▶ **Data supplied**
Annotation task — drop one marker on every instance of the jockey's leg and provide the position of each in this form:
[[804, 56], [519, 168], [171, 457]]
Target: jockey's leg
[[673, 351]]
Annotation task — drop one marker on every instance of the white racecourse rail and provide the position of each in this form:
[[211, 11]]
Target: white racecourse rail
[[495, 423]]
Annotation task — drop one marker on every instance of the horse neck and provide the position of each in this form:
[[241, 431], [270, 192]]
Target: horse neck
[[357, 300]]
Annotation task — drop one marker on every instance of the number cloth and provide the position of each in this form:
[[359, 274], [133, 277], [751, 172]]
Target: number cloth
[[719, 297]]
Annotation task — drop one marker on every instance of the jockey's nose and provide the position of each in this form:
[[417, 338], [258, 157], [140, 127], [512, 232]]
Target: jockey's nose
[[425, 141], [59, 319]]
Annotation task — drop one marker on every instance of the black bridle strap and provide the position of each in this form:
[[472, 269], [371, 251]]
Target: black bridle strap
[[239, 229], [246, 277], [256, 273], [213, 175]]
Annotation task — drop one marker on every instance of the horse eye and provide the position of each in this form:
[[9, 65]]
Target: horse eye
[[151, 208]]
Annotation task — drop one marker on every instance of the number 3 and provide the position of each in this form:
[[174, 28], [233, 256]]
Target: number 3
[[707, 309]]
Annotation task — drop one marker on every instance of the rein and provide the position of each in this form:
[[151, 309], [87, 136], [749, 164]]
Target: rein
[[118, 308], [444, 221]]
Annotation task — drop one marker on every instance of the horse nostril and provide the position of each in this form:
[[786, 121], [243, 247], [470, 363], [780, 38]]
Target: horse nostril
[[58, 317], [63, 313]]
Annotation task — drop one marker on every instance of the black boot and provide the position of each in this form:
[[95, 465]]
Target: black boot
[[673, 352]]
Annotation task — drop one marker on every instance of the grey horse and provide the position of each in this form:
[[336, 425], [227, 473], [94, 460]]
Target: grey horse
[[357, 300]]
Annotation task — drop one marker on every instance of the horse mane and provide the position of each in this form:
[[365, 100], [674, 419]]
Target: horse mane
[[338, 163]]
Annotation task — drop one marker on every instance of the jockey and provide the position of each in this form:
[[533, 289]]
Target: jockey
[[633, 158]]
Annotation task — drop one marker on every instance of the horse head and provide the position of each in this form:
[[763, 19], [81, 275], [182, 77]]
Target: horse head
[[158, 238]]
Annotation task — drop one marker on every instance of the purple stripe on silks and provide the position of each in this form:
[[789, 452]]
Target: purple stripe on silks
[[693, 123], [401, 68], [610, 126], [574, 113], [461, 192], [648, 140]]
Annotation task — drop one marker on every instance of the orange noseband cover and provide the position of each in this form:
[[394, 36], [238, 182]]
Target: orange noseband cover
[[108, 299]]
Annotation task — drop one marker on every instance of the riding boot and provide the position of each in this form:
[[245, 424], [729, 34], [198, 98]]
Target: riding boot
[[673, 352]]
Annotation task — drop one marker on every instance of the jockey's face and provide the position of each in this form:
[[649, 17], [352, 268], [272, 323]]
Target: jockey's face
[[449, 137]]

▶ **What to work on**
Reproduce the material above verbatim, line for line.

▶ **Answer in full**
Annotation task — drop one marker on every instance of the jockey's leg and provide the position of each in this form:
[[804, 56], [519, 168], [171, 457]]
Target: jockey's leg
[[673, 351]]
Annotation task — drop one marker on every instance of the white racecourse rail and provide the position of each in this form:
[[211, 11]]
Target: white racecourse rail
[[495, 423]]
Annotation task — drop one marker on every instance of the horse neck and provide the position of each in this form:
[[241, 431], [270, 192]]
Target: horse neck
[[357, 300]]
Annotation task — drop one marker on every instance of the number cloth and provide the position of each in this form:
[[359, 274], [133, 277], [751, 172]]
Target: number cloth
[[719, 297]]
Annotation task — drop one marker on every instance of the jockey's nose and provide the position of each in this form:
[[417, 338], [258, 157], [140, 127], [512, 232]]
Target: jockey's nose
[[425, 141], [59, 319]]
Annotation task — drop one marker on every instance of the black bridle strap and provide the position of each in this form:
[[472, 269], [371, 251]]
Target: black bridle strap
[[239, 229], [246, 277], [256, 273], [213, 175]]
Annotation task — drop one marker on every instance of the horse eye and provide the position of each in this form:
[[9, 65]]
Target: horse eye
[[151, 208]]
Annotation task — drop one marker on every instance of the number 3 and provide the position of each in this form:
[[174, 28], [233, 256]]
Target: number 3
[[707, 309]]
Annotation task — drop one marker on every instance of the rein and provide the position of each in this form:
[[151, 309], [87, 136], [749, 164]]
Target: rein
[[118, 308], [444, 221]]
Annotation task — drop one marker on every instance of the horse nostril and provide the position of each in this form:
[[786, 121], [243, 247], [470, 363], [780, 38]]
Target: horse nostril
[[58, 317], [63, 313]]
Annotation task — drop one marker on every instance of the black boot and provide the position of each in this form:
[[95, 465]]
Target: black boot
[[673, 352]]
Annotation task — drop one marker on every instance of the grey horse and provide the position of each in this form:
[[336, 425], [227, 473], [94, 460]]
Target: grey horse
[[357, 300]]
Annotation task — drop one marker on every instance of the horse mane and provide the position of each in this form:
[[365, 100], [674, 419]]
Target: horse mane
[[338, 163]]
Annotation task — drop one marker on every instance of the jockey and provide the position of each in this form:
[[533, 289]]
Target: jockey
[[633, 158]]
Annotation task — drop one marker on every instance of the horse head and provide the position of each in this form:
[[763, 19], [81, 275], [182, 77]]
Target: horse head
[[158, 238]]
Annotation task — drop one marker on every instance of the purple stripe on silks and provide the position of each in this form:
[[789, 452]]
Target: purple stripe on silks
[[693, 123], [401, 68], [610, 126], [574, 113], [461, 192], [648, 140]]
Annotation task — drop one marker on every instance of the orange noseband cover and provide the position of each in this form:
[[394, 36], [238, 182]]
Target: orange noseband cover
[[108, 299]]
Annotation task — drop one marker on every instance of the riding boot and provide the position of each in this form:
[[245, 424], [729, 34], [198, 98]]
Target: riding boot
[[673, 352]]
Annotation task — drop one marker on every instance of the jockey's face and provide the position of each in this form:
[[649, 17], [352, 268], [272, 323]]
Target: jockey's face
[[449, 137]]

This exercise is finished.